EXERCISE:
Could you transcribe the data below verbatim, from the line containing "find | beaded bracelet" through the last line, both included?

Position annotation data
•••
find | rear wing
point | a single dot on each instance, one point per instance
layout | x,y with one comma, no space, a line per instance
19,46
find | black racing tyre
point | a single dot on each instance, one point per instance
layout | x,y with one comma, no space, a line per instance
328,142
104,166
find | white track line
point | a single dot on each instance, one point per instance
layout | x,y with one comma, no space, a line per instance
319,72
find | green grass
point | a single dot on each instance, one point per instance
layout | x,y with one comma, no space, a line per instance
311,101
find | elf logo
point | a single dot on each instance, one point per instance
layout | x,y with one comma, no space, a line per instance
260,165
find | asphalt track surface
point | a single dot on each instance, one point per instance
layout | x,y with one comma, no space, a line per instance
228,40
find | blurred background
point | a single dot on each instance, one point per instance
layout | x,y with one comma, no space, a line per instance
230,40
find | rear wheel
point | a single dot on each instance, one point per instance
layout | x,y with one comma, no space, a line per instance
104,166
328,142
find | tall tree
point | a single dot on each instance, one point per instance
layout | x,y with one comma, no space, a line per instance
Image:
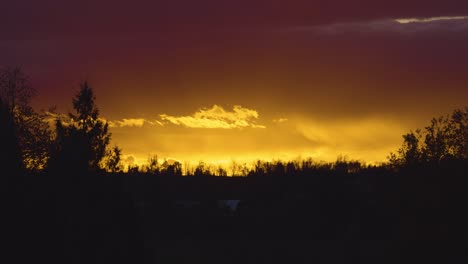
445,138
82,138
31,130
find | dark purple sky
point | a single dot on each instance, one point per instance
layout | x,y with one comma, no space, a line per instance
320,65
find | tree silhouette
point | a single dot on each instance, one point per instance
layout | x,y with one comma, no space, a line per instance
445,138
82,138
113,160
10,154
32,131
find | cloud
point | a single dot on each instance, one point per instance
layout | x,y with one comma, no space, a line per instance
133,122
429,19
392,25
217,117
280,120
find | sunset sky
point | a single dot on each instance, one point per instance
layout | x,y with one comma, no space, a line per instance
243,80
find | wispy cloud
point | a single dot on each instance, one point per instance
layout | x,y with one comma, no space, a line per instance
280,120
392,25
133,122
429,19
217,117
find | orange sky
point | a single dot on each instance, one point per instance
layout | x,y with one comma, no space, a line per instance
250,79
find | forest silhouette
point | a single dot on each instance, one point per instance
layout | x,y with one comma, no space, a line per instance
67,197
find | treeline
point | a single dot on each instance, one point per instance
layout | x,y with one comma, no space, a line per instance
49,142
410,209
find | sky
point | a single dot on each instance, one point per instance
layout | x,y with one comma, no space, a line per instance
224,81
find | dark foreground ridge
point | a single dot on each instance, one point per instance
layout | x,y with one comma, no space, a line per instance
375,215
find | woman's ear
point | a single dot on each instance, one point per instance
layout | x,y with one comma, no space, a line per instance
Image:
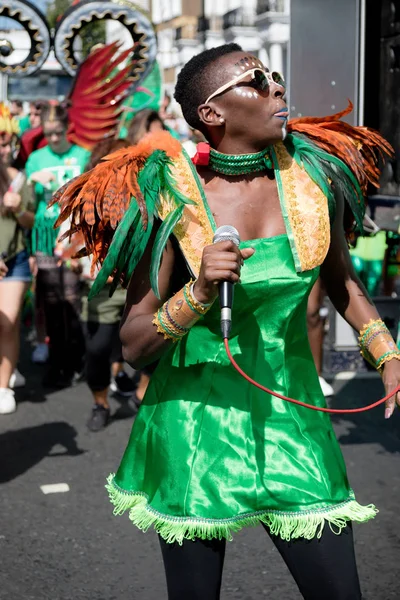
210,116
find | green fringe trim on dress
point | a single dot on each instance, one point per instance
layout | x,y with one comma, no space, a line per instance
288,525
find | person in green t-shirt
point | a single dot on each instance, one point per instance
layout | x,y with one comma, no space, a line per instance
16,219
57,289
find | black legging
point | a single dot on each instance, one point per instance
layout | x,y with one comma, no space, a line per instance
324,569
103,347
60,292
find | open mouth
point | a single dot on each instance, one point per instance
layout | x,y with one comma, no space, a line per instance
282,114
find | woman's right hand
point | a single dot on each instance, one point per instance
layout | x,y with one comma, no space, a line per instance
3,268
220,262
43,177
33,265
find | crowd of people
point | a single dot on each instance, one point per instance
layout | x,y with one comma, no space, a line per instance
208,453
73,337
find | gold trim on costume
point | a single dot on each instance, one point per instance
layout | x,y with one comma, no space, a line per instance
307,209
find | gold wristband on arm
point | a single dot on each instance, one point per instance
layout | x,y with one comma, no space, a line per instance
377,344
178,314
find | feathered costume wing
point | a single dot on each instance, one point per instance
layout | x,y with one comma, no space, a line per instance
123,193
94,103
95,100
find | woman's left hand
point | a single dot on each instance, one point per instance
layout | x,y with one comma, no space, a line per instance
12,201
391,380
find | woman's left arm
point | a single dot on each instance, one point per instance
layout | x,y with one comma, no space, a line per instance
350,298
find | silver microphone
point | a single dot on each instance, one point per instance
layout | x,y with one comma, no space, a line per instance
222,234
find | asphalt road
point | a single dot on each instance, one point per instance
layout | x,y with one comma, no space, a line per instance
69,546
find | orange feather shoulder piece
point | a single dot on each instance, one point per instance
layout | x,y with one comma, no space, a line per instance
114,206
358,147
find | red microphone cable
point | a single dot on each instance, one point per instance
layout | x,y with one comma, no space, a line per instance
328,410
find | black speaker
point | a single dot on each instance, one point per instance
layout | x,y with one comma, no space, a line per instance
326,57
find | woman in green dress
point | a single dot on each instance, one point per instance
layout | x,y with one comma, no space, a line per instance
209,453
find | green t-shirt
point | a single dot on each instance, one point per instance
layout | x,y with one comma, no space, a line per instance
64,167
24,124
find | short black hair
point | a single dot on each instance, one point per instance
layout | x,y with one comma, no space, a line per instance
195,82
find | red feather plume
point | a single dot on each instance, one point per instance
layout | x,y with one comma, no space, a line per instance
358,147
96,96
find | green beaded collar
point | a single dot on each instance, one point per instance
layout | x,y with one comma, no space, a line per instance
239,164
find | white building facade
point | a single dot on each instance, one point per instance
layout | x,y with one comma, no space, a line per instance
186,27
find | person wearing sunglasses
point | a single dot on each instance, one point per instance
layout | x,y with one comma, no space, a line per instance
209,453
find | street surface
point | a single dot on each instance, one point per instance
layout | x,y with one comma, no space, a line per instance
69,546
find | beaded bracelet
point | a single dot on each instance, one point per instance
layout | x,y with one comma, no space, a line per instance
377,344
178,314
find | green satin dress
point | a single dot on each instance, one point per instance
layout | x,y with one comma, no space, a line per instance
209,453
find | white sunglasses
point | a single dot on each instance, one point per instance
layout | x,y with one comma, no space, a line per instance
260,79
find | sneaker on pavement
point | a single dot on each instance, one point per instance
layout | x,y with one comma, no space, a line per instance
•••
TASK OUTPUT:
find | beaded bracelet
point | a single dot on each instance, one point per instance
layout | x,y with one comma, no space, a line per instance
377,344
178,314
find | green satin dress
point | a single dot on each instance, one point per instance
layout | x,y with one comma, no space, a line per instance
209,453
find | white sunglasses
point | a single dot on each instance, one point per instance
layout | x,y with one comma, no space, a line per instance
260,79
find | sneaker on pavement
point | a single dot on each instance, one point per instance
layout | x,y with one comma, no space, a line per instance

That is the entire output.